Reading passage
Isopora palifera can be encrusting, or massive, form columnar branches or parallel ridges of blade-like branches. The shape adopted is much dependent on how much water movement there is at its site of growth; it is encrusting in a strong current or on the seaward side of a reef and is more branching in calm, still conditions. The branches are 5 to 15 cm in diameter and up to 20 cm long. Each branch has several axial corallites up to 4 mm in diameter. The radial corallites are cylindrical, large and close together or touching, and project from the branches by up to 5 mm. Each has a distinct, large irregularly shaped opening near the tip. The colour of this coral is greenish, creamy or pale brown. This colour comes from minute symbiotic dinoflagellates known as zooxanthellae which live within the tissues of the coral polyps. These photosynthetic algae use sunlight to create organic compounds and the coral is able to use these to provide part of its nutritional needs. Fluorescent granules of pigment are present in the tissues and these are in greater concentrations in individuals growing in high-light environments. Isopora palifera closely resembles Isopora cuneata, and often has similar forms of growth, but I. cuneata mostly occurs in more eastern parts of the Pacific and in shallower water, and the holes in its conical-shaped radial corallites are circular in outline.

Exercise data
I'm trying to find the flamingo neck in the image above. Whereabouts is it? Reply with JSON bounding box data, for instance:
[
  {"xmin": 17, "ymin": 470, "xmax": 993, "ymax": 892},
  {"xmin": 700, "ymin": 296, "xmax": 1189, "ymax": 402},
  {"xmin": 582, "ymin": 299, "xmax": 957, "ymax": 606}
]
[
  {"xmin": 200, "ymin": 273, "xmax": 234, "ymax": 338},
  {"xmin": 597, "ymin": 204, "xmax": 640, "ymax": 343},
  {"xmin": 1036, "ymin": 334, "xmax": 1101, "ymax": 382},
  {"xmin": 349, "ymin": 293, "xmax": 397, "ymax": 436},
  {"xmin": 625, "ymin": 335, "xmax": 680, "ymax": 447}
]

The problem
According to the coral passage, what gives Isopora palifera its color? Please answer in one sentence. These lines have nothing to do with the coral passage.

Written response
Its color comes from minute symbiotic dinoflagellates known as zooxanthellae, which live within the tissues of the coral polyps.